Work instruction ->
With pictures omitted, transcribe exactly the lines from the one containing "white cumulus cloud" to the end of the records below.

Record set ->

=== Begin Enclosure ===

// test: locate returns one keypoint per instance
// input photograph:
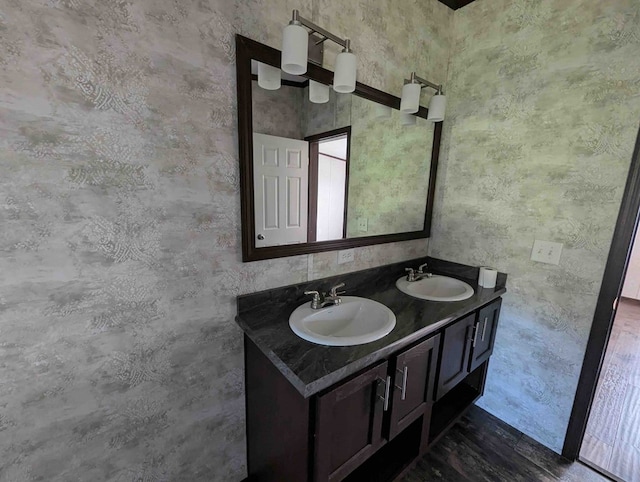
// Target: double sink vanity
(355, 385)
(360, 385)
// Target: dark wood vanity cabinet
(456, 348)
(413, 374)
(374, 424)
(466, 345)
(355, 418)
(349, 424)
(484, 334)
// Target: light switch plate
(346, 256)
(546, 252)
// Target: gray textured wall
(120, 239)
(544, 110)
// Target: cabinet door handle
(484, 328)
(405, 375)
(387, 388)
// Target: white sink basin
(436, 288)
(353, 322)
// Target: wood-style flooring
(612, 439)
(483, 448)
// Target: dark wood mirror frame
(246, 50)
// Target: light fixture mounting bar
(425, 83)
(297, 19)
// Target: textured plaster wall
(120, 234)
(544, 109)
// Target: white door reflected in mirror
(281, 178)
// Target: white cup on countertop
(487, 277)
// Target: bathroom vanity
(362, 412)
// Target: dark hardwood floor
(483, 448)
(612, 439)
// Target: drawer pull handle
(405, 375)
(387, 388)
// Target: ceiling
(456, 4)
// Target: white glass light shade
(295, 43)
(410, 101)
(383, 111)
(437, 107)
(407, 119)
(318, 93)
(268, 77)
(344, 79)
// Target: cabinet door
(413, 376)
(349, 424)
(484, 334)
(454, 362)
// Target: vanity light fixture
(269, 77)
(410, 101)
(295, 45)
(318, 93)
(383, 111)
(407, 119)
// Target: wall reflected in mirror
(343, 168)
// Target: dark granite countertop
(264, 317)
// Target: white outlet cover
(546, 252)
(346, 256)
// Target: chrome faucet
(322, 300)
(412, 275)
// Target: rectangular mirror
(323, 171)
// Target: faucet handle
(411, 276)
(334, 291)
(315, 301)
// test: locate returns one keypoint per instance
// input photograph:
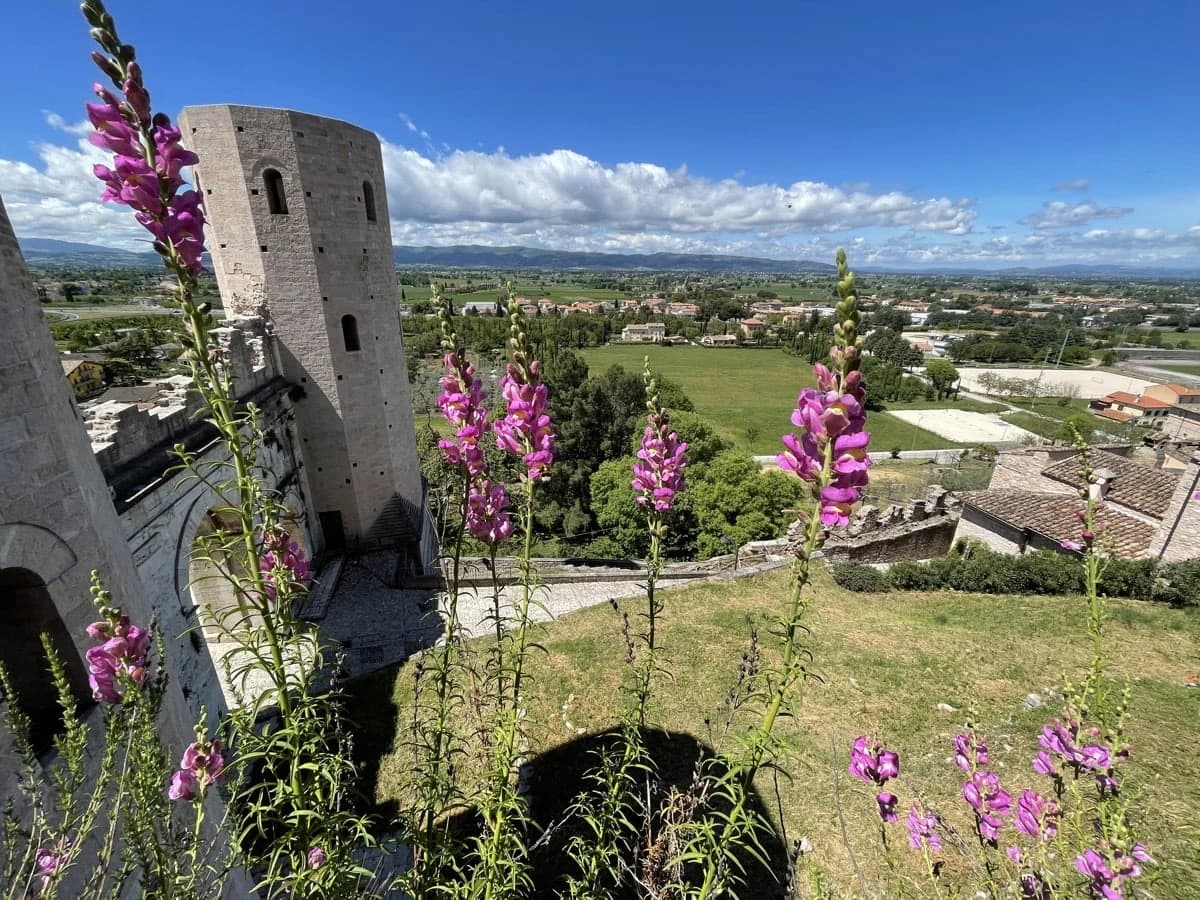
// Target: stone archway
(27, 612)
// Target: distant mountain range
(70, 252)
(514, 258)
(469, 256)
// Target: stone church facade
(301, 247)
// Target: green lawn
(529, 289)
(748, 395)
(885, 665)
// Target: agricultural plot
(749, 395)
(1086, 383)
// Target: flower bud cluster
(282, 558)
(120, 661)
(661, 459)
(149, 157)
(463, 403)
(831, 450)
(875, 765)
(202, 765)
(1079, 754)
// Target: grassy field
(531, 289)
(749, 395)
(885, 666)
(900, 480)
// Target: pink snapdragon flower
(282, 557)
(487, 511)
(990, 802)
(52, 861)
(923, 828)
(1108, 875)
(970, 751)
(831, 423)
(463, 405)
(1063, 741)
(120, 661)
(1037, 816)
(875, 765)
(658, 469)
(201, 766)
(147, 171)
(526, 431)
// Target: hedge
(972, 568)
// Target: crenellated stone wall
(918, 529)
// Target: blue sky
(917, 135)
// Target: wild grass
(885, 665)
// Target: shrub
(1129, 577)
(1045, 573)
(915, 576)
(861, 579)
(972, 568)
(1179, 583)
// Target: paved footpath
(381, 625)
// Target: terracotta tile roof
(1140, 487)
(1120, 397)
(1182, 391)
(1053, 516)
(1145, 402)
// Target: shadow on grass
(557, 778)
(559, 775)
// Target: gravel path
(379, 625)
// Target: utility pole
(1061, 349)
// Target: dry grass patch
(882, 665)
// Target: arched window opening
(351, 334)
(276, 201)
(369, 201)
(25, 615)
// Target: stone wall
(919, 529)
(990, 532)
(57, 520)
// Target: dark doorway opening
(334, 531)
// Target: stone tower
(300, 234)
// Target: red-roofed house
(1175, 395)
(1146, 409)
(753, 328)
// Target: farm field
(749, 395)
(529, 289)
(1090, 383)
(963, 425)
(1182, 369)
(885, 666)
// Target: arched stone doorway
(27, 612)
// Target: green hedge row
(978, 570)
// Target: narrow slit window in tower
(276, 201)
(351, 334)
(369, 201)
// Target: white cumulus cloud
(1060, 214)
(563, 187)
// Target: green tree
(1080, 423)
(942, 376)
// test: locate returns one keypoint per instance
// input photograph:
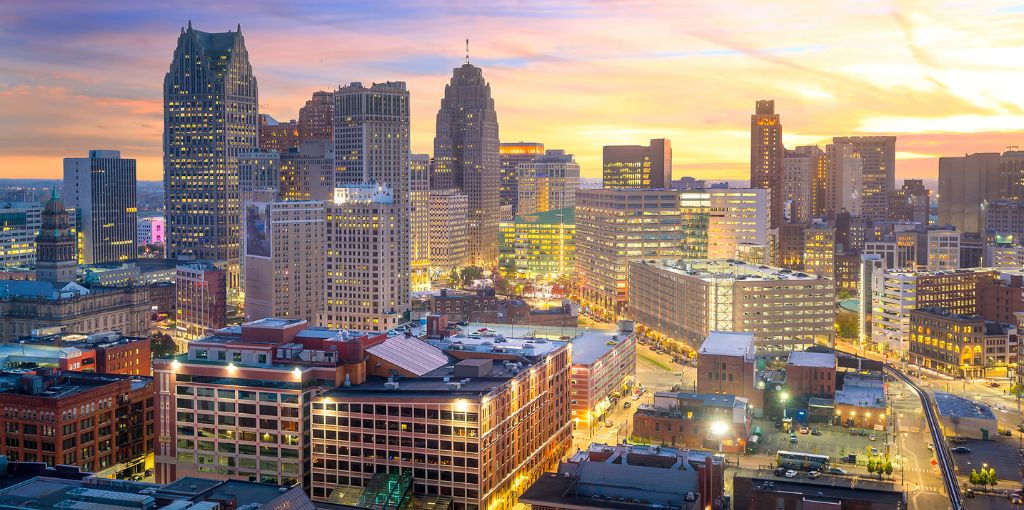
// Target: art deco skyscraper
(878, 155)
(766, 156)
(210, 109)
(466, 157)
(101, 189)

=== End Enclosure ===

Task output ->
// Target: white cumulus cloud
(1060, 214)
(563, 187)
// Target: green tree
(1080, 423)
(942, 376)
// test: locate returns one keypoint per instance
// input photograph:
// Target: art deco skyscraper
(878, 155)
(766, 156)
(210, 109)
(466, 157)
(101, 189)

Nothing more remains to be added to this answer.